[VORLIEGENDER TEXT]

Tunis (epd). Die tunesische Regierung geht weiter gegen Regierungskritiker vor. Am Freitagmorgen wurde einer der führenden Köpfe des oppositionellen Bündnisses „Nationale Heilsfront“, Jawher Ben Mbarek, festgenommen, wie sein Vater Ezzedine Hazgui auf Facebook mitteilte. Er sitze nun gemeinsam mit weiteren Oppositionellen in Untersuchungshaft. Menschenrechtler kritisierten das Vorgehen der immer autoritärer agierenden Regierung unter Präsident Kais Saied.
Hazgui, der ebenfalls ein Demokratieaktivist ist, war am Donnerstag ebenfalls zwischenzeitlich in Gewahrsam. Nach der Durchsuchung seiner Wohnung sowie der seines Sohnes wurde er aber am Abend wieder freigelassen. In den vergangenen zwei Wochen waren in Tunesien mehrere Regierungskritiker festgenommen worden, darunter zwei Richter sowie der Direktor des Radiosenders Mosaique FM, Noureddine Boutar. Am Mittwoch wurden mit Issam Chebbi und Chaima Aissa zwei weitere Personen aus dem Umfeld der „Nationalen Heilsfront“ festgenommen.

[/VORLIEGENDER TEXT]
[MITGELIEFERTES MATERIAL]

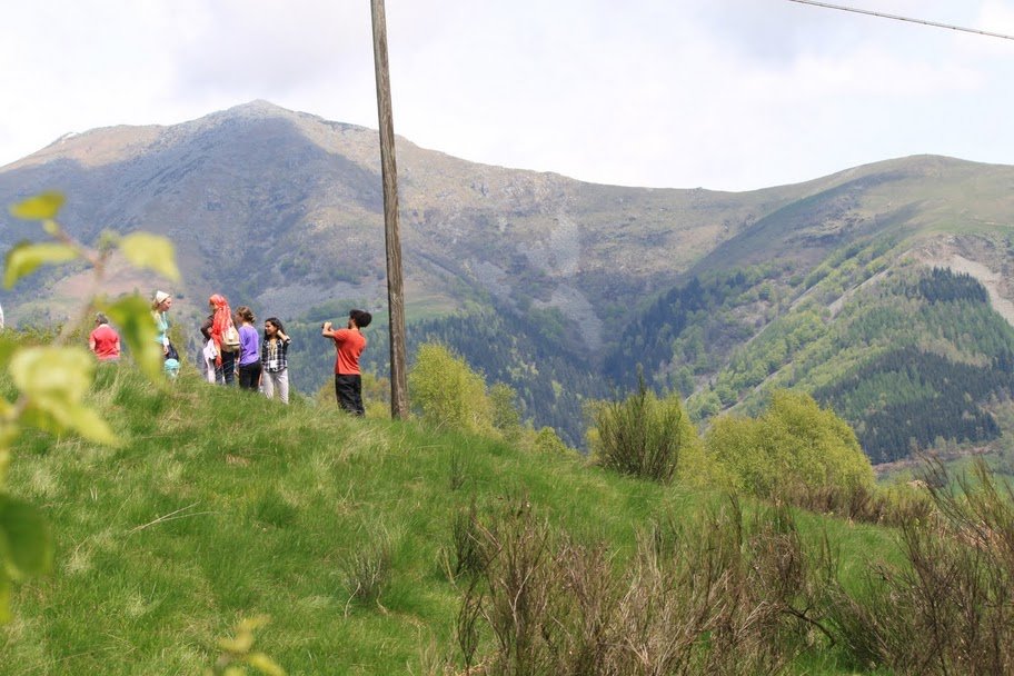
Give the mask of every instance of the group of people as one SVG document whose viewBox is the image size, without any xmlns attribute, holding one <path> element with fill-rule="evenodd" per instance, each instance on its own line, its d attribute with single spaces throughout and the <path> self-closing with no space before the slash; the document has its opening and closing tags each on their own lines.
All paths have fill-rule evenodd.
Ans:
<svg viewBox="0 0 1014 676">
<path fill-rule="evenodd" d="M 151 317 L 156 326 L 156 340 L 165 355 L 166 374 L 179 374 L 179 352 L 169 339 L 169 309 L 172 296 L 156 291 L 151 301 Z M 269 399 L 277 395 L 289 402 L 288 349 L 290 339 L 277 317 L 265 320 L 264 334 L 258 337 L 254 328 L 256 317 L 247 306 L 233 312 L 225 296 L 215 294 L 208 299 L 210 314 L 200 327 L 203 337 L 201 367 L 208 382 L 231 386 L 237 380 L 241 389 L 262 390 Z M 365 310 L 351 310 L 345 328 L 335 329 L 330 321 L 321 325 L 321 336 L 334 341 L 335 398 L 344 410 L 365 415 L 362 379 L 359 356 L 366 349 L 362 329 L 372 316 Z M 91 351 L 100 361 L 115 361 L 120 357 L 120 337 L 109 326 L 106 315 L 96 315 L 96 328 L 88 339 Z"/>
<path fill-rule="evenodd" d="M 277 394 L 288 404 L 291 340 L 281 321 L 268 317 L 259 339 L 254 328 L 257 318 L 249 307 L 240 306 L 233 314 L 226 297 L 215 294 L 208 299 L 208 309 L 210 314 L 200 327 L 205 338 L 201 361 L 208 382 L 232 385 L 238 375 L 241 389 L 262 389 L 269 399 Z"/>
</svg>

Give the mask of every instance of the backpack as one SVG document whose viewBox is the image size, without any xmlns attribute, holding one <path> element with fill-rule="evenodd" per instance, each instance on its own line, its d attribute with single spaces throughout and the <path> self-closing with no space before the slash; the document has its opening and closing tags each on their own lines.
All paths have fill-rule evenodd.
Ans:
<svg viewBox="0 0 1014 676">
<path fill-rule="evenodd" d="M 235 352 L 239 349 L 239 331 L 236 330 L 236 326 L 231 322 L 226 330 L 222 331 L 222 351 L 223 352 Z"/>
</svg>

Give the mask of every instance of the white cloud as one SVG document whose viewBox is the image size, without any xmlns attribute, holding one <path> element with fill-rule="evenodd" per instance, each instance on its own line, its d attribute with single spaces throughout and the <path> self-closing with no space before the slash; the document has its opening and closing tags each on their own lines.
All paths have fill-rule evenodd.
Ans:
<svg viewBox="0 0 1014 676">
<path fill-rule="evenodd" d="M 376 126 L 364 1 L 12 4 L 0 163 L 255 98 Z M 745 189 L 897 155 L 1014 159 L 1014 42 L 785 0 L 387 4 L 396 131 L 470 160 Z M 1014 0 L 876 10 L 1014 30 Z"/>
</svg>

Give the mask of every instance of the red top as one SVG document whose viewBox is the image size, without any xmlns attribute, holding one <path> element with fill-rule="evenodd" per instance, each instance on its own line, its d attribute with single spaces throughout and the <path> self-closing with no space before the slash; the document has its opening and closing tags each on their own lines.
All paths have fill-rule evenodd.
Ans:
<svg viewBox="0 0 1014 676">
<path fill-rule="evenodd" d="M 95 354 L 99 360 L 120 358 L 120 337 L 108 324 L 99 325 L 88 337 L 88 341 L 95 341 Z"/>
<path fill-rule="evenodd" d="M 334 338 L 335 349 L 338 350 L 335 372 L 339 376 L 358 376 L 359 355 L 366 349 L 366 337 L 352 329 L 338 329 Z"/>
</svg>

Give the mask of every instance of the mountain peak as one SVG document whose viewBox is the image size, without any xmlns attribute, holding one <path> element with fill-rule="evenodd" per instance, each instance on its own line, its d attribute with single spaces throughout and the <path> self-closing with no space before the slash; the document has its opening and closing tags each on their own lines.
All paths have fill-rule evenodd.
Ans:
<svg viewBox="0 0 1014 676">
<path fill-rule="evenodd" d="M 233 106 L 227 110 L 222 111 L 222 115 L 230 117 L 290 117 L 296 115 L 295 111 L 289 110 L 288 108 L 282 108 L 277 106 L 271 101 L 266 101 L 265 99 L 255 99 L 246 103 L 240 103 L 239 106 Z"/>
</svg>

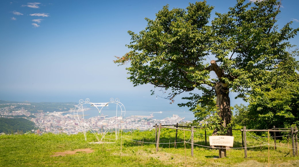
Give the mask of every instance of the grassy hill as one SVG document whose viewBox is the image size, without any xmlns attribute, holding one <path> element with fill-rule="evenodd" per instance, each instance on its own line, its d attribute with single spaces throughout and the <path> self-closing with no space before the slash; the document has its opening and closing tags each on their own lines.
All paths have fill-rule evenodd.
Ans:
<svg viewBox="0 0 299 167">
<path fill-rule="evenodd" d="M 87 141 L 82 133 L 68 135 L 46 133 L 0 135 L 0 166 L 267 166 L 268 146 L 248 148 L 248 158 L 244 158 L 244 150 L 229 149 L 227 157 L 215 158 L 218 150 L 200 146 L 204 137 L 195 134 L 194 155 L 190 154 L 190 144 L 173 142 L 173 131 L 163 129 L 158 152 L 156 151 L 155 132 L 135 131 L 123 133 L 117 140 L 115 134 L 107 134 L 102 144 L 95 141 L 93 134 L 87 133 Z M 234 147 L 242 147 L 240 133 L 234 134 Z M 184 140 L 183 133 L 179 141 Z M 99 137 L 100 135 L 98 135 Z M 186 141 L 190 134 L 186 132 Z M 248 146 L 259 144 L 249 140 Z M 185 146 L 185 144 L 186 144 Z M 270 151 L 271 166 L 298 166 L 299 159 L 292 157 L 290 149 L 283 147 Z M 185 149 L 185 147 L 186 149 Z"/>
<path fill-rule="evenodd" d="M 25 118 L 0 117 L 0 133 L 21 133 L 34 129 L 34 123 Z"/>
</svg>

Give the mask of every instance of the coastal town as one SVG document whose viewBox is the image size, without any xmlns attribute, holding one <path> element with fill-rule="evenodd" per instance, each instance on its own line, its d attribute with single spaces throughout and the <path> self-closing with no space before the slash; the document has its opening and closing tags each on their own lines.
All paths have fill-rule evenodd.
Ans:
<svg viewBox="0 0 299 167">
<path fill-rule="evenodd" d="M 23 105 L 26 105 L 26 104 Z M 30 104 L 27 104 L 30 105 Z M 31 118 L 30 120 L 35 123 L 34 133 L 41 134 L 50 132 L 54 133 L 65 133 L 74 134 L 83 131 L 83 127 L 98 133 L 113 130 L 117 125 L 123 130 L 145 130 L 153 128 L 156 124 L 158 125 L 175 125 L 184 121 L 184 117 L 173 114 L 171 117 L 162 119 L 156 119 L 152 114 L 149 116 L 132 115 L 127 117 L 109 117 L 103 115 L 85 118 L 83 115 L 71 114 L 73 111 L 68 112 L 45 112 L 31 113 L 23 109 L 15 110 L 13 105 L 0 110 L 0 117 L 13 118 L 16 116 Z"/>
</svg>

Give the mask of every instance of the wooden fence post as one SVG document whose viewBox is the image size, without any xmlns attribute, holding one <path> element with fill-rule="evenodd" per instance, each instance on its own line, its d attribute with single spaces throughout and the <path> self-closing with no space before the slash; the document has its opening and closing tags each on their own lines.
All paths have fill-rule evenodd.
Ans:
<svg viewBox="0 0 299 167">
<path fill-rule="evenodd" d="M 244 147 L 244 136 L 243 136 L 244 132 L 241 131 L 241 133 L 242 136 L 242 147 Z"/>
<path fill-rule="evenodd" d="M 177 129 L 176 130 L 176 143 L 178 142 L 178 141 L 176 139 L 177 139 L 177 137 L 178 137 L 178 129 L 177 129 L 177 128 L 178 128 L 178 125 L 179 125 L 179 123 L 176 123 L 176 128 L 177 128 Z"/>
<path fill-rule="evenodd" d="M 293 156 L 295 157 L 295 140 L 294 138 L 294 129 L 292 127 L 291 127 L 291 135 L 292 137 L 292 148 L 293 150 Z"/>
<path fill-rule="evenodd" d="M 275 130 L 275 126 L 273 126 L 273 130 Z M 276 149 L 276 134 L 275 131 L 273 132 L 273 135 L 274 136 L 274 150 Z"/>
<path fill-rule="evenodd" d="M 191 156 L 193 157 L 193 142 L 194 142 L 194 127 L 191 127 Z"/>
<path fill-rule="evenodd" d="M 245 158 L 247 158 L 247 143 L 246 142 L 246 127 L 243 127 L 243 133 L 244 134 L 244 152 Z"/>
<path fill-rule="evenodd" d="M 206 146 L 207 146 L 207 130 L 206 130 L 205 128 L 205 139 L 206 141 Z"/>
<path fill-rule="evenodd" d="M 157 124 L 156 124 L 156 143 L 157 143 Z"/>
<path fill-rule="evenodd" d="M 157 143 L 156 145 L 156 151 L 158 152 L 158 149 L 159 148 L 159 141 L 160 139 L 160 132 L 161 130 L 161 123 L 159 125 L 159 132 L 158 133 L 158 137 L 157 139 Z"/>
<path fill-rule="evenodd" d="M 296 148 L 296 156 L 298 154 L 298 150 L 297 149 L 298 148 L 298 142 L 297 141 L 297 126 L 295 126 L 295 148 Z"/>
</svg>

[/MITGELIEFERTES MATERIAL]

*AUFGABENSTELLUNG*
1. Nenne alle Personen, die im Text über die Festnahmen in Tunesien mit Namen vorkommen.
2. Führe den Text über die Festnahmen in Tunesien nach seinem letzten Satz weiter.

*LÖSUNGEN*
1. Jawher Ben Mbarek, Ezzedine Hazgui, Kais Saied, Noureddine Boutar, Issam Chebbi, Chaima Aissa

2.
Human Rights Watch (HRW) kritisierte das Vorgehen der Regierung. Die Behörden hätten keine soliden Beweise vorgelegt, um die Festnahmen zu begründen, erklärte die Menschenrechtsorganisation am Freitag. Der 2019 gewählte Präsident Saied regiert Tunesien zunehmend autoritär. Er hatte im Juli 2021 in einer rechtlich umstrittenen Form den Notstand ausgerufen. Seitdem hat er unter anderem das Parlament aufgelöst und regiert weitestgehend per Dekret. Im Sommer 2022 hat er in einem Referendum eine neue Verfassung verabschieden lassen.